Data excerpts
-.-.-

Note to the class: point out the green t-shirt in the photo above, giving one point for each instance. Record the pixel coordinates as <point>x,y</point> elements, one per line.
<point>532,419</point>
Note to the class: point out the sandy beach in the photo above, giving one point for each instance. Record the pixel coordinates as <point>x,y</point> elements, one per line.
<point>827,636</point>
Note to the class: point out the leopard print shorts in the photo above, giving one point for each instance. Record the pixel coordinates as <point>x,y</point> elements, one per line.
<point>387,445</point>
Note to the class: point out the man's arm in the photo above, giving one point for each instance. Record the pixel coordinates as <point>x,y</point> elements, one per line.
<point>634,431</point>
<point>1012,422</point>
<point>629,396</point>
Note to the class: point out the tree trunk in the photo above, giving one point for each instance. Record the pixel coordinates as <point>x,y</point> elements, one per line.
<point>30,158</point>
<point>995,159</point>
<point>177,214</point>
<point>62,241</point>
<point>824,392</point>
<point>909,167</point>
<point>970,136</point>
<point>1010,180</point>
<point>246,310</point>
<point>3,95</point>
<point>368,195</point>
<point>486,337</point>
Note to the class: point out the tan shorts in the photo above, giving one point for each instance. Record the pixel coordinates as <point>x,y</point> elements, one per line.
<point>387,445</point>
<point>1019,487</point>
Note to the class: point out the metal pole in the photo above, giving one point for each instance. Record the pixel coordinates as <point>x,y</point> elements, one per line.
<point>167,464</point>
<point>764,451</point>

-.-.-

Return all of the data word for word.

RESULT OF THE TASK:
Note to the class: point out the green t-shirt in the photo above, giving one point for each instance. Record the pixel coordinates as <point>x,y</point> elements, one per line.
<point>532,419</point>
Note to the class: point out the sandy beach in the photo above, giving one point for each instance. Record the pixel coordinates as <point>x,y</point> elements, one per line.
<point>827,636</point>
Note to the class: point out the leopard print shorts in the photo above, giving one point for each instance. Record the pixel coordinates as <point>x,y</point> elements, one per line.
<point>387,445</point>
Note to the class: point out the man's arm in the photo above, giving one point for each instance. Record the pixel coordinates as <point>x,y</point> elements, one per line.
<point>634,431</point>
<point>1012,422</point>
<point>629,396</point>
Note to the class: point out the tree trunk in the photo above, giving one point for each instance. Record the pixel coordinates as <point>x,y</point> elements, one per line.
<point>30,158</point>
<point>995,159</point>
<point>177,214</point>
<point>62,241</point>
<point>824,392</point>
<point>909,167</point>
<point>970,136</point>
<point>1010,180</point>
<point>246,310</point>
<point>3,95</point>
<point>368,195</point>
<point>486,337</point>
Note to the class: point out the tan shorts in the photo above, giving one point for each instance. Record the pixel coordinates as <point>x,y</point> elements, one per line.
<point>387,445</point>
<point>1019,487</point>
Note to the class: point out the metal pole in the photo above, giving one point for each instance. Record the pixel coordinates as <point>x,y</point> elements, one per line.
<point>167,464</point>
<point>764,451</point>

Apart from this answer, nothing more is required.